■ **EXTRAIT DU DOCUMENT**:
*-*-*
Depuis des décennies, la recherche biomédicale s’appuie largement sur l’utilisation d’animaux de laboratoire pour comprendre les mécanismes des maladies humaines et développer de nouvelles thérapies. Toutefois, une question cruciale persiste : combien de ces thérapies testées sur des animaux franchissent-elles réellement toutes les étapes nécessaires pour être approuvées pour un usage humain ? Une méta-analyse récente a cherché à répondre à cette interrogation pressante.
Les études sur les animaux sont-elles pertinentes ?
Les études animales sont indéniablement cruciales pour la recherche fondamentale et représentent une part substantielle des investissements mondiaux en recherche biomédicale. Elles ont permis des avancées significatives en fournissant des éclairages précieux sur les mécanismes des maladies et en ouvrant la voie à des innovations thérapeutiques majeures.
Cependant, malgré ces contributions, des préoccupations croissantes concernant la faible transposabilité des résultats des études animales aux humains ont émergé ces dernières années. Ces préoccupations sont particulièrement pertinentes pour le débat sur l’utilisation éthique des animaux, car la traduction clinique reste l’une des principales justifications d’une telle recherche.
Jusqu’à présent, cependant, les preuves de haut niveau (couvrant divers secteurs biomédicaux et évaluant les taux de réussite translationnelle) étaient rares. Dans le cadre de nouveaux travaux, des chercheurs ont donc mené une méta-analyse des données disponibles dans le but d’établir le pourcentage de thérapies testées sur des animaux finalement approuvées pour un usage humain.
L’étude métanalytique, menée par Benjamin Ineichen et son équipe de l’Université de Zurich, révèle des données frappantes : sur 367 interventions thérapeutiques testées dans 54 maladies humaines, seuls 5 % ont réussi à obtenir une approbation réglementaire après avoir franchi toutes les étapes nécessaires, de l’étude animale à l’essai clinique contrôlé randomisé. Autrement dit, une thérapie sur vingt testée sur des animaux est approuvée pour un usage humain.
Comment l’expliquer ?
*-*-*
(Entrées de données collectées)
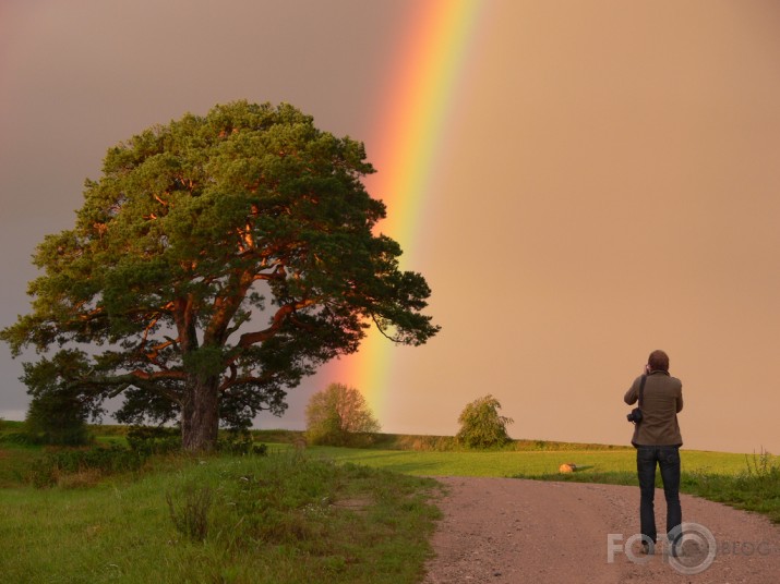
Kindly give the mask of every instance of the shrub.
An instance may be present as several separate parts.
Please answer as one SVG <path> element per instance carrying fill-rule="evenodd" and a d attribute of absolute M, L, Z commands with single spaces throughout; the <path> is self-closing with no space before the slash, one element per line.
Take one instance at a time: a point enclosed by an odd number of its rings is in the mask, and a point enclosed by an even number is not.
<path fill-rule="evenodd" d="M 307 405 L 307 439 L 313 445 L 370 446 L 380 423 L 357 389 L 331 384 Z"/>
<path fill-rule="evenodd" d="M 499 400 L 490 394 L 466 405 L 458 417 L 458 442 L 467 448 L 491 448 L 508 442 L 506 425 L 513 419 L 499 415 L 500 409 Z"/>
<path fill-rule="evenodd" d="M 52 487 L 61 484 L 65 476 L 86 473 L 94 483 L 97 476 L 137 471 L 145 461 L 144 454 L 119 446 L 60 450 L 36 460 L 32 465 L 29 480 L 39 488 Z"/>
<path fill-rule="evenodd" d="M 178 428 L 132 426 L 127 438 L 130 448 L 145 457 L 181 450 L 181 434 Z"/>

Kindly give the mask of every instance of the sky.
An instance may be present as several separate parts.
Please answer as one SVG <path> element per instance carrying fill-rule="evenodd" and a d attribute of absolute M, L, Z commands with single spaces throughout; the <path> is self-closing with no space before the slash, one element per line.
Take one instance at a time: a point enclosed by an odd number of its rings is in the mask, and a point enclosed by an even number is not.
<path fill-rule="evenodd" d="M 663 349 L 685 448 L 780 453 L 779 31 L 772 0 L 0 0 L 0 327 L 109 147 L 286 101 L 365 143 L 442 331 L 372 336 L 259 427 L 337 381 L 387 433 L 453 435 L 490 393 L 515 438 L 623 445 Z M 7 418 L 21 361 L 0 346 Z"/>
*-*-*
■ **ACTIVITÉ 1**: Recopiez à l'identique le passage du texte sur les thérapies testées sur des animaux qui va de « L’étude métanalytique, menée » jusqu'à « Comment l’expliquer ? ».
■ **ACTIVITÉ 2**: Selon le texte sur les thérapies testées sur des animaux, quelle part des interventions thérapeutiques étudiées a obtenu une approbation réglementaire ?
■ **ACTIVITÉ 3**: Veuillez poursuivre le texte sur les thérapies testées sur des animaux à la suite de sa dernière phrase.

■ **ZONE DE RÉPONSE 1**:
L’étude métanalytique, menée par Benjamin Ineichen et son équipe de l’Université de Zurich, révèle des données frappantes : sur 367 interventions thérapeutiques testées dans 54 maladies humaines, seuls 5 % ont réussi à obtenir une approbation réglementaire après avoir franchi toutes les étapes nécessaires, de l’étude animale à l’essai clinique contrôlé randomisé. Autrement dit, une thérapie sur vingt testée sur des animaux est approuvée pour un usage humain.
Comment l’expliquer ?

■ **ZONE DE RÉPONSE 2**: 5 %, soit une thérapie sur vingt.

■ **ZONE DE RÉPONSE 3**:
Ces résultats mettent en lumière un défi majeur dans la traduction des découvertes précliniques en applications cliniques concrètes. Bien que l’alignement élevé (86 %) entre les résultats des études animales et humaines suggère que les modèles animaux peuvent fournir des prédictions précises sur l’efficacité potentielle des traitements chez l’homme, les délais moyens significatifs pour atteindre chaque étape du processus de validation clinique (cinq ans pour les études humaines, sept ans pour les essais contrôlés randomisés et dix ans pour l’approbation réglementaire) soulignent des inefficacités et des obstacles persistants.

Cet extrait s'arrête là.